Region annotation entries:
## Begin
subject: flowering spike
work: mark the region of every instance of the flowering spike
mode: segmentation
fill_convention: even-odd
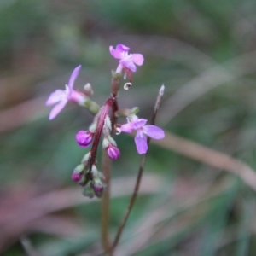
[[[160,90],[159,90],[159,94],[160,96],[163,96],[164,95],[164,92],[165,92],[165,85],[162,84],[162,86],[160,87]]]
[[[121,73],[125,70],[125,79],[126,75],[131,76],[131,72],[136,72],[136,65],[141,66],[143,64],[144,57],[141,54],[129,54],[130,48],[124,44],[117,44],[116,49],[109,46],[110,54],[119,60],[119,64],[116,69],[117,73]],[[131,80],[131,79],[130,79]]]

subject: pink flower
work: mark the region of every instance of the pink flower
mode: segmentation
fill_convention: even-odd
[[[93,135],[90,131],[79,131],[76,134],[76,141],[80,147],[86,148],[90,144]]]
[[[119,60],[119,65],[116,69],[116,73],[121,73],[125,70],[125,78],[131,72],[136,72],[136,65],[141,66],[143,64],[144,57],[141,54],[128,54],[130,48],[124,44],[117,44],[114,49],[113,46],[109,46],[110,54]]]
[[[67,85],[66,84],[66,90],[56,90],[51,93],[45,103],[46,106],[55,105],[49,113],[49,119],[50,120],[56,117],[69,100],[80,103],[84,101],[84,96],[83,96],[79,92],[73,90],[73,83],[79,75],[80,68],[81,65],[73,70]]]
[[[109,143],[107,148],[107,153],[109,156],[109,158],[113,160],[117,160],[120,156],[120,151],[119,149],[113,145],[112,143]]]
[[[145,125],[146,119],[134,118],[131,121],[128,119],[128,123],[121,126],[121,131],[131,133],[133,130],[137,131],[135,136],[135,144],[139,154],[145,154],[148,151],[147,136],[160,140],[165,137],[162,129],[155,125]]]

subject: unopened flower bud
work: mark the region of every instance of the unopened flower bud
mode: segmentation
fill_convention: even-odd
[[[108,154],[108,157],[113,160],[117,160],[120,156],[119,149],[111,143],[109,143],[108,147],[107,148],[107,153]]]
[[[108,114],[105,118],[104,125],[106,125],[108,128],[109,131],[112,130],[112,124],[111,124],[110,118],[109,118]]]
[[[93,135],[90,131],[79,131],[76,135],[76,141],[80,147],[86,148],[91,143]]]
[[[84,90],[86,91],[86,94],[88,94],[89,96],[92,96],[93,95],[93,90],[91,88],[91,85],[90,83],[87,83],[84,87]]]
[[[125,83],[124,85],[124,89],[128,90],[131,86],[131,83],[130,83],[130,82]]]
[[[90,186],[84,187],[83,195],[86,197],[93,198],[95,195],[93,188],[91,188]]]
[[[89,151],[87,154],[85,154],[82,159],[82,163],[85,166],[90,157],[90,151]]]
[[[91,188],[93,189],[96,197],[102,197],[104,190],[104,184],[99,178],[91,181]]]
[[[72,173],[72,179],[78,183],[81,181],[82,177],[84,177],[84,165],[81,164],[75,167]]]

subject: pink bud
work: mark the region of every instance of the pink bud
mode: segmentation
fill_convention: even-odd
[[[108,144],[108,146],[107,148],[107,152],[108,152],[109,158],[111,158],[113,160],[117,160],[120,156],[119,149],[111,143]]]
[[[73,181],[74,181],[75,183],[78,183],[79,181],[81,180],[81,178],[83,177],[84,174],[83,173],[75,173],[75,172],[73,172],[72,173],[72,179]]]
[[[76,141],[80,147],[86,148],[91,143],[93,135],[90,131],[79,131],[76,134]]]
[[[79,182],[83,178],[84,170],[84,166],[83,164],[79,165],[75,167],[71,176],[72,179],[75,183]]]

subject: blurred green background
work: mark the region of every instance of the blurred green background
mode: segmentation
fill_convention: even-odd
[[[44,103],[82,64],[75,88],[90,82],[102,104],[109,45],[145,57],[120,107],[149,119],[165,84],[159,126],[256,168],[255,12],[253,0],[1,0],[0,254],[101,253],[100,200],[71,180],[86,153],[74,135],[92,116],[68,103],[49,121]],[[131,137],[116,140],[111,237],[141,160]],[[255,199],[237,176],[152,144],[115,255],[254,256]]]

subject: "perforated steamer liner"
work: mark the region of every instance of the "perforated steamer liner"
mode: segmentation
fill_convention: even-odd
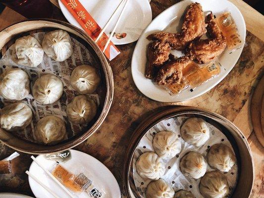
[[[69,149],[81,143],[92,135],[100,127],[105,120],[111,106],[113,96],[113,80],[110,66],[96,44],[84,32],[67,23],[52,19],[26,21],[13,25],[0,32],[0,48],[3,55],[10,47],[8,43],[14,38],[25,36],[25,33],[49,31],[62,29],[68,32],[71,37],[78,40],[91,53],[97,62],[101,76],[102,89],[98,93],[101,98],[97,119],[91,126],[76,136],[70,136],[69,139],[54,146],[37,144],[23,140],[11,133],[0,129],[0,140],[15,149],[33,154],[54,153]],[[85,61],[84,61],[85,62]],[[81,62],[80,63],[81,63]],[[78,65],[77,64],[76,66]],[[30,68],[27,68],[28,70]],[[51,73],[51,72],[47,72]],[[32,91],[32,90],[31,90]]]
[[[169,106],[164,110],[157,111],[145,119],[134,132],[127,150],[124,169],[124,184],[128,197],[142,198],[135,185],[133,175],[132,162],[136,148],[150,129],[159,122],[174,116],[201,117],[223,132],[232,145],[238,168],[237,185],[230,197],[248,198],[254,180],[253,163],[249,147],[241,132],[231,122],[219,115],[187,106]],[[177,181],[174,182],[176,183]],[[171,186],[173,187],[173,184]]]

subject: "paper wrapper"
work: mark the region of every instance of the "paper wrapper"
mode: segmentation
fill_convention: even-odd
## End
GOAL => Copy out the entries verbatim and leave the images out.

SOLUTION TO THIS PROBLEM =>
subject: flowering spike
work: mark the region of every instance of the flowering spike
mode: segmentation
fill_convention: even-odd
[[[160,90],[159,90],[159,94],[160,96],[163,96],[164,95],[164,92],[165,92],[165,85],[162,84],[162,86],[160,87]]]
[[[121,73],[125,70],[125,79],[126,75],[131,76],[131,72],[136,72],[136,65],[141,66],[143,64],[144,57],[141,54],[129,54],[130,48],[124,44],[117,44],[116,49],[109,46],[110,54],[119,60],[119,64],[116,69],[117,73]],[[131,80],[131,79],[130,79]]]

subject: pink flower
work: mark the region of every instance of the pink flower
mode: segmentation
fill_convention: even-odd
[[[93,135],[90,131],[79,131],[76,134],[76,141],[80,147],[86,148],[90,144]]]
[[[119,60],[119,65],[116,69],[116,73],[121,73],[125,70],[125,78],[131,72],[136,72],[136,65],[141,66],[143,64],[144,57],[141,54],[128,54],[130,48],[124,44],[117,44],[114,49],[113,46],[109,46],[110,54]]]
[[[67,85],[66,84],[66,90],[56,90],[51,93],[45,103],[46,106],[55,105],[49,113],[49,119],[50,120],[56,117],[69,100],[80,103],[84,101],[84,96],[83,96],[79,92],[73,90],[73,83],[79,75],[80,68],[81,65],[73,70]]]
[[[109,143],[107,148],[107,153],[109,156],[109,158],[113,160],[117,160],[120,156],[120,151],[119,149],[113,145],[112,143]]]
[[[145,125],[146,119],[134,118],[131,121],[128,119],[128,123],[121,126],[121,131],[131,133],[133,130],[137,131],[135,136],[135,144],[139,154],[145,154],[148,151],[147,136],[160,140],[165,137],[162,129],[155,125]]]

subject: unopened flower bud
work: mark the region of every instance of the unopened flower bud
mode: segmentation
fill_convention: even-odd
[[[108,154],[108,157],[113,160],[117,160],[120,156],[119,149],[111,143],[109,143],[108,147],[107,148],[107,153]]]
[[[108,114],[105,118],[104,125],[106,125],[108,128],[109,131],[112,130],[112,124],[111,124],[110,118],[109,118]]]
[[[93,135],[90,131],[79,131],[76,135],[76,141],[80,147],[86,148],[91,143]]]
[[[84,90],[86,91],[86,94],[88,94],[89,96],[92,96],[93,95],[93,90],[91,88],[91,85],[90,83],[87,83],[84,87]]]
[[[125,83],[124,85],[124,89],[128,90],[131,86],[131,83],[130,83],[130,82]]]
[[[90,186],[84,187],[83,195],[86,197],[93,198],[95,195],[93,188],[91,188]]]
[[[89,151],[87,154],[85,154],[82,159],[82,163],[85,166],[90,157],[90,151]]]
[[[91,188],[93,189],[96,197],[102,197],[104,190],[104,184],[99,178],[91,181]]]
[[[72,173],[72,179],[78,183],[81,181],[82,177],[84,177],[84,165],[81,164],[75,167]]]

subject: pink bud
work: mark the region of every instance of the pink bud
mode: segmentation
fill_convention: even-odd
[[[108,144],[108,146],[107,148],[107,152],[108,152],[109,158],[111,158],[113,160],[117,160],[120,156],[119,149],[111,143]]]
[[[73,181],[74,181],[75,183],[78,183],[79,181],[81,180],[81,178],[83,177],[84,174],[83,173],[75,173],[75,172],[73,172],[72,173],[72,179]]]
[[[76,141],[80,147],[86,148],[91,143],[93,135],[90,131],[79,131],[76,134]]]
[[[79,182],[83,178],[84,170],[84,166],[83,164],[79,165],[75,167],[71,176],[72,179],[75,183]]]

subject: blurred green background
work: mark the region of every instance of the blurred green background
mode: segmentation
fill_convention: even-odd
[[[44,103],[82,64],[75,88],[90,82],[102,104],[109,45],[145,57],[120,107],[149,119],[165,84],[159,126],[256,168],[255,12],[253,0],[1,0],[0,254],[101,253],[100,200],[71,180],[86,153],[74,135],[92,116],[68,103],[49,121]],[[131,137],[116,140],[111,237],[141,160]],[[255,199],[237,176],[152,144],[115,255],[254,256]]]

subject: "perforated steamer liner"
work: mark the region of every instance of the "perforated steamer liner"
mode: segmentation
fill_convention: even-odd
[[[69,149],[81,143],[92,135],[100,127],[105,120],[111,106],[113,96],[113,80],[110,66],[96,44],[84,32],[67,23],[52,19],[26,21],[13,25],[0,32],[0,48],[3,55],[10,47],[8,43],[14,38],[25,36],[25,33],[49,31],[62,29],[68,32],[71,37],[78,40],[91,53],[97,62],[101,76],[102,89],[98,93],[101,98],[97,119],[91,126],[76,136],[70,136],[69,139],[54,146],[37,144],[23,140],[11,133],[0,129],[0,140],[15,149],[33,154],[54,153]],[[85,61],[84,61],[85,62]],[[81,62],[80,63],[81,63]],[[78,65],[77,64],[76,66]],[[30,68],[27,68],[28,70]],[[51,73],[51,72],[47,72]],[[32,91],[32,90],[31,90]]]
[[[169,106],[164,110],[157,111],[145,119],[134,132],[127,150],[124,169],[124,184],[128,197],[142,198],[135,185],[133,175],[132,162],[136,148],[150,129],[159,122],[174,116],[201,117],[223,132],[232,145],[238,168],[237,185],[230,197],[248,198],[254,180],[253,163],[249,147],[241,132],[231,122],[219,115],[187,106]],[[177,181],[174,182],[176,183]],[[171,186],[173,187],[173,184]]]

subject: "paper wrapper"
work: mark the region of every instance of the "paper wrapper"
mode: segmentation
fill_convention: even-odd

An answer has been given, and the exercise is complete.